**What the exercise asks**
Starting at the line that contains "point: one pixel per instance, each like <point>329,631</point>.", restate each line word for word through the final line of the data, keeping both ends.

**Supplied data**
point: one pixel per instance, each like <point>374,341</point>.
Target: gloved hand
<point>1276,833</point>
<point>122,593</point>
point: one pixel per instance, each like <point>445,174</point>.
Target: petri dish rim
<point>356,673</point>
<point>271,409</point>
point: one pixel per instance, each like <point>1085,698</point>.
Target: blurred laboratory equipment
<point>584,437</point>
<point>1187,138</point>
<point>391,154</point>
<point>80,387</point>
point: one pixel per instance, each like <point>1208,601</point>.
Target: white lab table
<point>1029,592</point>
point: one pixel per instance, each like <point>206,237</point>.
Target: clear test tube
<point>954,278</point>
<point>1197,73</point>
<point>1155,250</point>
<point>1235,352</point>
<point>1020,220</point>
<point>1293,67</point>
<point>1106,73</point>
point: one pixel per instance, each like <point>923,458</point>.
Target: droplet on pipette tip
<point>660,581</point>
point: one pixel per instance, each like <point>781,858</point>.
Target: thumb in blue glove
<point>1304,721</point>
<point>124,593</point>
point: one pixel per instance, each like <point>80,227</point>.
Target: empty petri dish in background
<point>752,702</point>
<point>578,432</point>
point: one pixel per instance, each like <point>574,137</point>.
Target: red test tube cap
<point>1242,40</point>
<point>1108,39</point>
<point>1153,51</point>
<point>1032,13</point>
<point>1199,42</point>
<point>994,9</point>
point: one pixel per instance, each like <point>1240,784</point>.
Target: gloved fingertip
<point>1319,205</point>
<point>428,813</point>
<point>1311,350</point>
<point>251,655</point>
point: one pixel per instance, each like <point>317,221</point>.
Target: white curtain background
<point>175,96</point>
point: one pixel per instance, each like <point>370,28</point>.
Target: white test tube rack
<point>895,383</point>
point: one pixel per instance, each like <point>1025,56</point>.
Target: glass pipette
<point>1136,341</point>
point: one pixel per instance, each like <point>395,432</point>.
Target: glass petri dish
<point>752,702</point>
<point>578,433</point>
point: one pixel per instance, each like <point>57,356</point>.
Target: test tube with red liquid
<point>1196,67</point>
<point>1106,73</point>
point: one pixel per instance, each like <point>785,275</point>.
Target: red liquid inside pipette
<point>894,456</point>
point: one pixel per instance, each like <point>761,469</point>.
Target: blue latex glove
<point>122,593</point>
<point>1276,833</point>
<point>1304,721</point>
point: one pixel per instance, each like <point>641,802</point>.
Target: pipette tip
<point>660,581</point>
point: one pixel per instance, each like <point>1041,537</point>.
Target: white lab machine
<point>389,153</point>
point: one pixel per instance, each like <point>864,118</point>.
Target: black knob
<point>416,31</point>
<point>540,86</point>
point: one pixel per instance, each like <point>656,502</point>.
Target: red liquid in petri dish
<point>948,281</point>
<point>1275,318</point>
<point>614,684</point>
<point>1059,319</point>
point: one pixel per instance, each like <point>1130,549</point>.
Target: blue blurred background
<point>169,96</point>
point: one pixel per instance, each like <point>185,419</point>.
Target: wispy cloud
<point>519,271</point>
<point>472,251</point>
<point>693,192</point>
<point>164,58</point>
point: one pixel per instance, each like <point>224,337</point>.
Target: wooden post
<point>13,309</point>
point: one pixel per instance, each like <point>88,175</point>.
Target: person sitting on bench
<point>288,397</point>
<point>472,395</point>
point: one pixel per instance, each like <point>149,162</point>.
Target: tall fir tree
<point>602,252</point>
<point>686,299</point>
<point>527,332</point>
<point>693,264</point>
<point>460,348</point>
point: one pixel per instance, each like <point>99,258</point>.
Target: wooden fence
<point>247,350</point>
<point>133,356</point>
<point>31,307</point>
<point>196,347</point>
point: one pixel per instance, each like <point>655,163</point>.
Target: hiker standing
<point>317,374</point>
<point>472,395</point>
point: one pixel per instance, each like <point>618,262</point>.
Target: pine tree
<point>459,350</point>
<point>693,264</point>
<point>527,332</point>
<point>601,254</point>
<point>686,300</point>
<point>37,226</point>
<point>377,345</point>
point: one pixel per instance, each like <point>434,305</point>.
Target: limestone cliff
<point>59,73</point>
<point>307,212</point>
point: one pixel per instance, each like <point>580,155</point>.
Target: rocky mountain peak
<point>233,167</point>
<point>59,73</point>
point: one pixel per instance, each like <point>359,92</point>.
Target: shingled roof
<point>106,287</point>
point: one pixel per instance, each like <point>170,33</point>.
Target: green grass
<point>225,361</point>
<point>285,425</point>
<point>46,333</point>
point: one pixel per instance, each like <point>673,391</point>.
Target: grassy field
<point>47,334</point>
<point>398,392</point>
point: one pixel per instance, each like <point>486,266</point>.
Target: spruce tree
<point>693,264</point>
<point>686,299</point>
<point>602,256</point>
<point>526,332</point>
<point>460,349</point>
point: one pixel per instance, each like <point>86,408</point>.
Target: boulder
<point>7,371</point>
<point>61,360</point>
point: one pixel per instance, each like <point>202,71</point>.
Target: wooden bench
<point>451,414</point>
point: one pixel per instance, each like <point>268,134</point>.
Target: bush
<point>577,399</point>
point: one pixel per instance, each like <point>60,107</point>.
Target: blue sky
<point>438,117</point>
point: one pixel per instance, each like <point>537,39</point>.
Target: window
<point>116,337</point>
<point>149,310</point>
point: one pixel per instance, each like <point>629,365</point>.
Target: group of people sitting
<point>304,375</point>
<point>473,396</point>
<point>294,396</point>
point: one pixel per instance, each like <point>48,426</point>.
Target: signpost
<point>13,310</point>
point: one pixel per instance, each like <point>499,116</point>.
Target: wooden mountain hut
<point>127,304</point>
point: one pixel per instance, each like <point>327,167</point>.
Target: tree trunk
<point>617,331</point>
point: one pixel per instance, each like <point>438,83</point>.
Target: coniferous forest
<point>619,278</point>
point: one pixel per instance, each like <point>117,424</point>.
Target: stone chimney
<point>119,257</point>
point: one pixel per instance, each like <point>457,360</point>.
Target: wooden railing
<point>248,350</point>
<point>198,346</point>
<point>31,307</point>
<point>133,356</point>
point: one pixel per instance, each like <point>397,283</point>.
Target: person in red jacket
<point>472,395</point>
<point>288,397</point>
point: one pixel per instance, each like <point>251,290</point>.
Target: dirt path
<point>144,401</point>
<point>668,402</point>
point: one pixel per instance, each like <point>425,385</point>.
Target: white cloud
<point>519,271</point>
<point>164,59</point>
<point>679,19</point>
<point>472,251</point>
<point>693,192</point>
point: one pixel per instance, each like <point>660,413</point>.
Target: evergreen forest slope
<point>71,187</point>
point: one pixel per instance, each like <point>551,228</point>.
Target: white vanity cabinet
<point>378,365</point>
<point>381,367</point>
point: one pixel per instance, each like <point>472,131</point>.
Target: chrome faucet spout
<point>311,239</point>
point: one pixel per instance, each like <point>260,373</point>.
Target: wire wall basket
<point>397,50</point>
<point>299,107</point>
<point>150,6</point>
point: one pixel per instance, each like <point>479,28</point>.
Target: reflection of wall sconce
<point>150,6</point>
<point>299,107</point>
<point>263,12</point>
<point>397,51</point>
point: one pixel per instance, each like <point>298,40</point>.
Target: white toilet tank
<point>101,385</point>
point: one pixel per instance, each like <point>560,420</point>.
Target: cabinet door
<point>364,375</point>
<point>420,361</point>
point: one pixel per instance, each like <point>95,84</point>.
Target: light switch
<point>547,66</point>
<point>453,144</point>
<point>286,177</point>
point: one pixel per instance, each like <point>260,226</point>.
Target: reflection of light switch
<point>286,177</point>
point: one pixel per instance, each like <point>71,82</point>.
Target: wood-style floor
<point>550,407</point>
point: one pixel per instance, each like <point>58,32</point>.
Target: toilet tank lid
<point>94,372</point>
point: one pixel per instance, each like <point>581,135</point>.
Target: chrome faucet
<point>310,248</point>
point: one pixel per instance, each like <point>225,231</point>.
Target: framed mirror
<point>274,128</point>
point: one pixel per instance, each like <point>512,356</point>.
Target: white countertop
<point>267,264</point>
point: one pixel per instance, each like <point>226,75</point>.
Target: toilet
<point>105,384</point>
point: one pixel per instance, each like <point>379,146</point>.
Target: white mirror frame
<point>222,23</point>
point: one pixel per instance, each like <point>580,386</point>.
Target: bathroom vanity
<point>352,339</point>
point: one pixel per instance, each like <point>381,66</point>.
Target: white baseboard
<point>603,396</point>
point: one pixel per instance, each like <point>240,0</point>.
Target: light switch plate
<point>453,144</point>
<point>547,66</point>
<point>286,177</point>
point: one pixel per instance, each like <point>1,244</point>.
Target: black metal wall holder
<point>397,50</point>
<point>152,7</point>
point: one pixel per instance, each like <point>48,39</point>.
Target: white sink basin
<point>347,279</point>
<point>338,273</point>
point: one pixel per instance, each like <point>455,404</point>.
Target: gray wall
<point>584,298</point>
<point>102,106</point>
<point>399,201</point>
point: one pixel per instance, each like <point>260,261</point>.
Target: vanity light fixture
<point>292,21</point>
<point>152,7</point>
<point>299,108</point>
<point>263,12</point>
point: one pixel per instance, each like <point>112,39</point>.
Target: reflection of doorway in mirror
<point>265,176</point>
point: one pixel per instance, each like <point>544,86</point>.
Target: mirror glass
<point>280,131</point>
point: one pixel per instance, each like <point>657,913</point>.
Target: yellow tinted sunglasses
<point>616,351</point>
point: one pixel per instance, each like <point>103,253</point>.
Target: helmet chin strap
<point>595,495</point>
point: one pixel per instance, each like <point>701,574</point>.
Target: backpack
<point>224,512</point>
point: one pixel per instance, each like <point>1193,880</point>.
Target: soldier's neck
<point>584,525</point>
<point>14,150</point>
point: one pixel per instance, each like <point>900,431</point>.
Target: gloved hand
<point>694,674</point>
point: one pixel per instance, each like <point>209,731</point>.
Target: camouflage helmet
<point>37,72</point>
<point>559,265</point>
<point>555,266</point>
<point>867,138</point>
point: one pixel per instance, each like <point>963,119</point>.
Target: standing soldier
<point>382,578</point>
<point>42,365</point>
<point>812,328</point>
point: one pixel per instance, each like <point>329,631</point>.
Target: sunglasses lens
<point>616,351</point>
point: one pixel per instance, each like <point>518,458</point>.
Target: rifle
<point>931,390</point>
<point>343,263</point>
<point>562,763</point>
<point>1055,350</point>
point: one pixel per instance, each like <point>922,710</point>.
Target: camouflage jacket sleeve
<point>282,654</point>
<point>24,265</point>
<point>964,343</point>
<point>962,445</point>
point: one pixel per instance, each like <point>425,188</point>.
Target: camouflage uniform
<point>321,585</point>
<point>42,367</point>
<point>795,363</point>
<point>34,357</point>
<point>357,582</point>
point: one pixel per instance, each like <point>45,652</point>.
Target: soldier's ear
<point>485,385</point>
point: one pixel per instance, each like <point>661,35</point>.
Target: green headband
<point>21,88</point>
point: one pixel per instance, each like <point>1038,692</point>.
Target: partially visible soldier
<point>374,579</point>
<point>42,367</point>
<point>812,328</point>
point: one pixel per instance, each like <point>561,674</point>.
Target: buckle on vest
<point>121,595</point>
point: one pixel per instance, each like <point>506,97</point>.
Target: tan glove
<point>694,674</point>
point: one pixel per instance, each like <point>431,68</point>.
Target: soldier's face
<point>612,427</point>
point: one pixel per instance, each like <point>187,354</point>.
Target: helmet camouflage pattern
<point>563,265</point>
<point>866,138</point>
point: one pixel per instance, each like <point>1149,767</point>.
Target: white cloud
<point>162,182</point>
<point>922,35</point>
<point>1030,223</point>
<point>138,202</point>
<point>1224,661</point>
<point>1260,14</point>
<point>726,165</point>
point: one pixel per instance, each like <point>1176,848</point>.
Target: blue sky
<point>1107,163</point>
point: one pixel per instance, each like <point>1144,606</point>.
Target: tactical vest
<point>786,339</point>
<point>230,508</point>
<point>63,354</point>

**Task answer**
point: one pixel per instance, each like <point>329,631</point>.
Target: sunglasses lens
<point>616,351</point>
point: one pixel per instance, each like <point>518,458</point>.
Target: rifle
<point>931,390</point>
<point>343,263</point>
<point>562,763</point>
<point>1055,350</point>
point: one pixel per instance, each like <point>922,710</point>.
Target: camouflage jacket sleeve
<point>282,654</point>
<point>24,265</point>
<point>964,343</point>
<point>962,445</point>
point: one pixel per instance, each like <point>425,188</point>.
Target: camouflage uniform
<point>321,585</point>
<point>42,367</point>
<point>795,363</point>
<point>34,357</point>
<point>357,582</point>
point: one pixel per instance, each like <point>45,652</point>.
Target: soldier's ear
<point>485,385</point>
point: one pixel per instance, each like <point>661,35</point>.
Target: green headband
<point>21,88</point>
point: one pixel per instance, each like <point>1038,692</point>.
Target: partially visible soldier
<point>374,579</point>
<point>42,367</point>
<point>812,328</point>
point: one pixel per instance, each like <point>561,674</point>.
Target: buckle on vest
<point>121,595</point>
point: one pixel per instance, each like <point>506,97</point>.
Target: tan glove
<point>694,674</point>
point: one pixel per instance, each like <point>431,68</point>.
Target: soldier's face
<point>612,427</point>
point: one pixel per instance, each like <point>187,354</point>.
Target: helmet camouflage pattern
<point>563,265</point>
<point>866,138</point>
point: one pixel per instance, each like <point>1149,767</point>.
Target: white cloud
<point>162,182</point>
<point>922,35</point>
<point>1030,223</point>
<point>138,202</point>
<point>1224,661</point>
<point>1260,14</point>
<point>726,165</point>
point: one pixel per instance, each like <point>1176,848</point>.
Target: blue sky
<point>1107,163</point>
point: one pixel per instance, each like <point>1144,606</point>.
Target: tactical vest
<point>786,339</point>
<point>230,508</point>
<point>63,354</point>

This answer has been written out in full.